__Source extract__
Sunday, October 16, 2011

Roasted Pumpkin Seeds!

Hello! Long time no see. I hope you all have had a great summer. I've been not too far from my kitchen. Here are a few goodies, I've baked up within the past few months.

Caramel Chocolate Shortbread


Blueberry muffins - three ways

And LOTS of sourdough bread. I've been devouring one of Peter Reinhart's books.

Now, after gutting and gouging our pumpkins, it's time for roasted pumpkin seeds. These seeds are impossible to mess up.

Sort the pumpkin seeds from the pumpkin guts. Wash the seeds a bit in a colander. Set the oven for 300 degrees F. Lightly grease a sheet pan. Spread the seeds out evenly and mist them with a bit of oil. Sprinkle generously with whatever seasonings you like. This year I chose salt, garlic powder, and dill. Salt, thyme, and rosemary is also nice, or any ol' pre-mixed seasoning will do. Salt, pepper, and vinegar might also be tasty. You could even make them spicy with cayenne and paprika. Toss to coat and put them in the oven for 10 minutes. Stir and spread evenly again. Bake for another 10 minutes. Check to see if they are light and crispy. If not, bake for another 5 minutes or so. They should be just very slightly browned. Keep in an airtight container for a few weeks.

Happy Halloween!

Monday, May 2, 2011

Karli's baby shower!

Hot Cookie Karli is so prego! Karli and Travis's first little one will be arriving in late August. To celebrate this momentous occasion, Handicrafter Aubrey of Backwoods Belle, and I threw a vibrant baby shower. Here's what was served and gobbled up:

Electric cupcakes! It's Martha's Devil's Food Cupcake with this no fail icing. I found that the icing needed more cream. I just kept adding - slowly - until I found the desired consistency and taste.

Aubrey rocked out the decorations. I'm sad that I didn't get a photo of her banner. :(

The Spread:

Caprese style marinated mozzarella and tomatoes adapted from this recipe. I used whole cherry tomatoes and a lot of chopped basil. Tossed all of the ingredients into a zip-top bag and let the flavors muddle for a day.

Turkey tea-sandwiches with a special cream cheese spread adapted from Ina Garten. I just combined 8oz. of cream cheese, 1/4 cup of fresh basil, 1/4 cup of caramelized onions, 1/4 cup of dried cranberries, and salt and pepper to taste - whipped together in a food processor and spread on artisan bread.

Chocolate covered strawberries and buttermilk biscuits with jam and honey butter. Be sure to use unsalted butter or cut the salt down by half for the biscuits. They were a touch too salty, but I heard no complaints.

Sea salt chocolate chip cookies from the chocolate genius, Jacques Torres.

And I pulled a super sweet mocktail out of the blue. It was a blueberry limenade made with 50 fl. oz. of sparkling, unsweetened blueberry juice (found at Trader Joe's), 1 cup of freshly squeezed lime juice, 1 cup of sugar (I used turbenado sugar), a handful of fresh mint, and a load of ice. This one got rave reviews.

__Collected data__
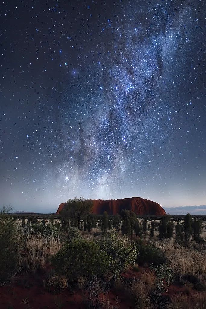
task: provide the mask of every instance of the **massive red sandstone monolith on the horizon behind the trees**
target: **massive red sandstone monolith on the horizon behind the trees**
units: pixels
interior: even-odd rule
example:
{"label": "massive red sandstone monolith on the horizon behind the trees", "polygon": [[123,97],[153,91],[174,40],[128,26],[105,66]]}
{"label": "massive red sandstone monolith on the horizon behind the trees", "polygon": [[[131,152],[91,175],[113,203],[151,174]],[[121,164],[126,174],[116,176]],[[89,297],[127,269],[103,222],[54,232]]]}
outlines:
{"label": "massive red sandstone monolith on the horizon behind the trees", "polygon": [[[63,209],[65,203],[61,203],[58,207],[57,214]],[[107,214],[120,214],[121,210],[130,209],[137,215],[157,215],[164,216],[164,209],[153,201],[145,200],[141,197],[123,198],[120,200],[93,200],[92,213],[103,214],[106,210]]]}

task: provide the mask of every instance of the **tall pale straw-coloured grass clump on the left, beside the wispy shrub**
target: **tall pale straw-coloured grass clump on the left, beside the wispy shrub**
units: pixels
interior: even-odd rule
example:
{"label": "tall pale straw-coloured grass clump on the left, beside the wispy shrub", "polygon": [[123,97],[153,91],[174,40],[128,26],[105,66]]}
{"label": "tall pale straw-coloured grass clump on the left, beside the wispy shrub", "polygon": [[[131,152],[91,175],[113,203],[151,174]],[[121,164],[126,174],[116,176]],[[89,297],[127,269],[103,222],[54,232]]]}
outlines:
{"label": "tall pale straw-coloured grass clump on the left, beside the wispy shrub", "polygon": [[60,248],[61,241],[58,237],[46,236],[40,232],[35,235],[31,231],[25,236],[22,264],[31,270],[43,268],[49,258],[54,256]]}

__Your tasks__
a - In the food blog posts, what oven temperature is given for roasting the pumpkin seeds?
b - Decide whether each statement agrees with the food blog posts, answering yes or no and quoting the words that settle it: (i) The pumpkin seeds are stirred after their first 10 minutes in the oven. (ii) The blueberry limenade called for 2 cups of freshly squeezed lime juice. (iii) The buttermilk biscuits turned out a touch too sweet.
c - Pick up the food blog posts after their final sentence and keep writing.

__Results in order__
a - 300 degrees F

b -
(i) Yes: "put them in the oven for 10 minutes. Stir and spread evenly again."
(ii) No: "1 cup of freshly squeezed lime juice"
(iii) No: "They were a touch too salty, but I heard no complaints."

c -
The party was super fun to plan. Congrats, Karli and Travis!!!

Saturday, April 23, 2011

Carrot Cake for zee Easter bunneh

I totally meant to post this earlier, but whatever. Carrot cake isn't a seasonal thing, it's just nice to make it for such occasions like Easter. Easter bunnies dig carrot cake. This recipe comes from a random, great baker from AllRecipes.com. I will NEVER use another recipe. That's how flippin' good this one is. This recipe makes an excellent layer cake. I've done this in the past and got ooos and ahhhs. Make it with or without nuts; both ways are great.

A food processor makes the carrot shredding easy work, and the cake comes together in minutes. You'll need 3 cups of shredded carrots.

Eggs in oil. Odd looking, yet pretty.

Adding the dry ingredients to the wet.

Not the best looking batters. Not even the nicest looking cake, but the taste makes up for it. The icing hides any ugliness anyway.

The icing for this beast is awesome. Whip it until it's nice and fluffy.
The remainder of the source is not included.